Boston & Pittsburgh: A Tale Of Two First Lines


Jun 1, 2013; Pittsburgh, PA, USA; Boston Bruins left wing Milan Lucic (17) congratulates center David Krejci (46) after Krejci scored a goal against the Pittsburgh Penguins during the third period in game one of the Eastern Conference finals of the 2013 Stanley Cup Playoffs at the CONSOL Energy Center. The Boston Bruins won 3-0. Mandatory Credit: Charles LeClaire-USA TODAY Sports

I just so happened to be watching NHL tonight on the NHL Network this afternoon when they were talking about last night’s game-2 of the Eastern Conference Finals between the Boston Bruins and Pittsburgh Penguins.

As we all know by now, the Bruins dominated the Penguins on Monday night and prevailed with an impressive 6-1 win. Which helped them to take a commanding 2-0 series lead back to Boston.

Everything is going the Bruins way right now and in-large part because of the play of Bruins goaltender, Tuukka Rask. He’s been a wall between the pipes up to this point and has stopped 55 of 56 shots through the first two games of the ECF. He’s playing like a man possessed, however fortunately for the Bruins there is another man playing like he’s possessed and his line-mates are coming along for the ride.

David Krejci is not only the leading points getter for the Bruins so far this playoffs, but he also leads the entire NHL in playoff points (20) and is currently tied with Chicago Blackhawks forward, Patrick Sharp, for the lead in goals (8).

Krejci is no stranger to playoff success, he lead the Bruins and NHL in scoring during Boston’s Stanley Cup run in 2011 and he appears to be back at it again in 2013. Even with all his talent, points and his aforementioned success, Krejci is not considered a superstar in the NHL and you won’t hear his name spoken a lot unless its playoff time.

[ LINK: David Krejci Inching Closer To Becoming A Playoff Legend ]

There could be many reasons for this, his game just looks so effortless or he’s a soft-spoken guy with a funny accent who comes off overly humble and well, he just doesn’t really put up the kind of numbers in the regular season that guys like Sidney Crosby or Evgeni Malkin do.

Whatever the reason one thing is certain, when it comes to playing under the bright-lights of the Stanley Cup playoffs, very few excel like Krejci and speaking of those “very few that excel like Krejci”, thankfully the Bruins have another one on their roster in Nathan Horton.

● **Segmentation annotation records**
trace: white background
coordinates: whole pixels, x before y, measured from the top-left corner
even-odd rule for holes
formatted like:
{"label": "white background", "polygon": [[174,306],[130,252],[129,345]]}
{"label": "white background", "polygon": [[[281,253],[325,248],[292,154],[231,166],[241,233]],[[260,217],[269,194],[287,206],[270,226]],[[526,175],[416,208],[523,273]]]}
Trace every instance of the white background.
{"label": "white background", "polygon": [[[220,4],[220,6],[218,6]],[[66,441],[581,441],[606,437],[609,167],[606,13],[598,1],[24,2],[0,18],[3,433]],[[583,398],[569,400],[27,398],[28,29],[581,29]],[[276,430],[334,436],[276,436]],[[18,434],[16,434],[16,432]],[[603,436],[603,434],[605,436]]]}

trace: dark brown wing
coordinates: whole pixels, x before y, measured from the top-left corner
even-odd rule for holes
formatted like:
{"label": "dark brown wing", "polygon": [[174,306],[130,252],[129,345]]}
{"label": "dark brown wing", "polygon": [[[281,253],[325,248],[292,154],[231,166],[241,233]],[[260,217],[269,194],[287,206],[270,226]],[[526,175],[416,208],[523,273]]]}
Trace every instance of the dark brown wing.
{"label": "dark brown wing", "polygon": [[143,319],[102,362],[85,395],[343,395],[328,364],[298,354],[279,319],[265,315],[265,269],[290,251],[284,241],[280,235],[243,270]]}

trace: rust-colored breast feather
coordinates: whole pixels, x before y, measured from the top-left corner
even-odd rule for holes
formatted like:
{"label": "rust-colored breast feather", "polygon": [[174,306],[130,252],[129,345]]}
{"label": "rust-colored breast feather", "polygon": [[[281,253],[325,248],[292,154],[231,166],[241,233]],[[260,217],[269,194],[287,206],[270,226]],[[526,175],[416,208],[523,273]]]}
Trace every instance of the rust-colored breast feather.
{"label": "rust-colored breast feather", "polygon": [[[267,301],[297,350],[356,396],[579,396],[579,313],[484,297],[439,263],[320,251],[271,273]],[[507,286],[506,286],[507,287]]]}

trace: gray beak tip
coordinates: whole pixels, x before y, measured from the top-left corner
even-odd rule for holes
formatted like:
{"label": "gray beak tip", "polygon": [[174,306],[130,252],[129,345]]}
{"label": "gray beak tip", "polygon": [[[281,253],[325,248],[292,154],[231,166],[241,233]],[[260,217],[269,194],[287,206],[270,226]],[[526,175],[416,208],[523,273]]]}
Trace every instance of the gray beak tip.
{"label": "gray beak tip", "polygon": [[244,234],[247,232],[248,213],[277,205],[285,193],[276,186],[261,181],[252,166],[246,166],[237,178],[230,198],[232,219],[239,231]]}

● **What this exercise asks**
1/ Could you write out, word for word, the stretch of the hockey article from "Boston & Pittsburgh: A" through "and Pittsburgh Penguins."?
2/ Can you pull out, verbatim, the stretch of the records from the line containing "trace: dark brown wing" through the end of the records?
The hockey article and the records have nothing to do with each other.

● **Completed exercise**
1/
Boston & Pittsburgh: A Tale Of Two First Lines


Jun 1, 2013; Pittsburgh, PA, USA; Boston Bruins left wing Milan Lucic (17) congratulates center David Krejci (46) after Krejci scored a goal against the Pittsburgh Penguins during the third period in game one of the Eastern Conference finals of the 2013 Stanley Cup Playoffs at the CONSOL Energy Center. The Boston Bruins won 3-0. Mandatory Credit: Charles LeClaire-USA TODAY Sports

I just so happened to be watching NHL tonight on the NHL Network this afternoon when they were talking about last night’s game-2 of the Eastern Conference Finals between the Boston Bruins and Pittsburgh Penguins.

2/
trace: dark brown wing
coordinates: whole pixels, x before y, measured from the top-left corner
even-odd rule for holes
formatted like:
{"label": "dark brown wing", "polygon": [[174,306],[130,252],[129,345]]}
{"label": "dark brown wing", "polygon": [[[281,253],[325,248],[292,154],[231,166],[241,233]],[[260,217],[269,194],[287,206],[270,226]],[[526,175],[416,208],[523,273]]]}
Trace every instance of the dark brown wing.
{"label": "dark brown wing", "polygon": [[143,319],[102,362],[85,395],[343,395],[328,364],[298,354],[279,319],[265,315],[265,269],[290,251],[284,241],[280,235],[243,270]]}

trace: rust-colored breast feather
coordinates: whole pixels, x before y, measured from the top-left corner
even-odd rule for holes
formatted like:
{"label": "rust-colored breast feather", "polygon": [[174,306],[130,252],[129,345]]}
{"label": "rust-colored breast feather", "polygon": [[[281,253],[325,248],[292,154],[231,166],[241,233]],[[260,217],[269,194],[287,206],[270,226]],[[526,175],[416,208],[523,273]]]}
Trace every instance of the rust-colored breast feather.
{"label": "rust-colored breast feather", "polygon": [[[267,301],[297,350],[356,396],[579,396],[579,313],[484,297],[439,263],[320,251],[271,273]],[[507,286],[506,286],[507,287]]]}

trace: gray beak tip
coordinates: whole pixels, x before y, measured from the top-left corner
even-odd rule for holes
formatted like:
{"label": "gray beak tip", "polygon": [[174,306],[130,252],[129,345]]}
{"label": "gray beak tip", "polygon": [[[281,253],[325,248],[292,154],[231,166],[241,233]],[[260,217],[269,194],[287,206],[270,226]],[[526,175],[416,208],[523,273]]]}
Trace every instance of the gray beak tip.
{"label": "gray beak tip", "polygon": [[244,234],[247,232],[248,213],[277,205],[285,193],[276,186],[261,181],[252,166],[246,166],[237,178],[230,198],[232,219],[239,231]]}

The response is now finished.